** BEGIN Given records **

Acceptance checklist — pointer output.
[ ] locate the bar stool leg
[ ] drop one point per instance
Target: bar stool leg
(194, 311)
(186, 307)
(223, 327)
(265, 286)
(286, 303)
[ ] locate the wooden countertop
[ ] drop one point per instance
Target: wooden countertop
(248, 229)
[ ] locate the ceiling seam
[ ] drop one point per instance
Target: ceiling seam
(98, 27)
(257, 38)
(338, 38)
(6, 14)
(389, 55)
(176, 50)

** END Given records **

Aim of the task:
Reproduce the records above, swapping each "drop" for "place" and leaving everything else unchanged.

Complete answer:
Acceptance checklist — pointer output.
[ ] locate the bar stool leg
[ ] place one point per instance
Target: bar stool leg
(194, 311)
(186, 307)
(223, 327)
(265, 286)
(286, 303)
[ ] locate the wooden countertop
[ ] place one point per instance
Target: wooden countertop
(248, 229)
[ ] locate the ceiling seam
[ ] place one point per instance
Target: ceiling seam
(98, 27)
(257, 38)
(338, 38)
(6, 14)
(389, 55)
(176, 50)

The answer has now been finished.